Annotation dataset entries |
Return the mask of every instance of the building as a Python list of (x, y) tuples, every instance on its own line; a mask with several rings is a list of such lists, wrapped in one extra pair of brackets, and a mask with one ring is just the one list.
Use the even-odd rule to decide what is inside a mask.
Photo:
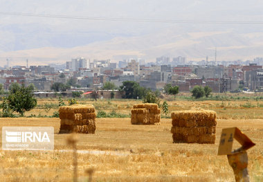
[(158, 65), (169, 64), (170, 63), (170, 57), (169, 57), (162, 56), (162, 57), (156, 58), (156, 64), (158, 64)]
[(246, 71), (244, 84), (251, 91), (263, 90), (263, 69)]
[(172, 65), (178, 66), (178, 65), (185, 65), (186, 63), (186, 57), (179, 56), (177, 57), (172, 58)]
[(179, 75), (186, 75), (192, 73), (192, 69), (190, 67), (178, 66), (174, 67), (172, 72)]
[(132, 60), (130, 62), (128, 62), (127, 69), (132, 71), (135, 76), (140, 75), (139, 63), (136, 60)]
[(71, 65), (69, 62), (66, 62), (66, 68), (73, 71), (78, 71), (80, 68), (87, 69), (88, 62), (83, 57), (71, 59)]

Exercise directions | Echo the lines above word for word, leaving the pictures out of your answer.

Response to this exercise |
Return the mask of every instance of the building as a Python list of (x, y) tuples, every instance on its own line; a mask with several rings is a list of such lists, wrapped in one extra pair of brackets, and a mask with one ring is just the one list.
Use the even-odd rule to decide what is inside a mask.
Photo:
[(158, 65), (169, 64), (170, 63), (170, 57), (169, 57), (162, 56), (162, 57), (156, 58), (156, 64), (158, 64)]
[(246, 71), (244, 84), (251, 91), (263, 90), (263, 69)]
[(172, 65), (178, 66), (178, 65), (185, 65), (186, 63), (186, 57), (179, 56), (177, 57), (172, 58)]
[(179, 75), (186, 75), (192, 73), (192, 69), (190, 67), (178, 66), (174, 67), (172, 72)]
[(132, 60), (130, 62), (128, 62), (127, 69), (132, 71), (135, 76), (140, 75), (139, 63), (136, 60)]
[(71, 65), (69, 62), (66, 62), (66, 68), (73, 71), (78, 71), (80, 68), (87, 69), (88, 62), (83, 57), (71, 59)]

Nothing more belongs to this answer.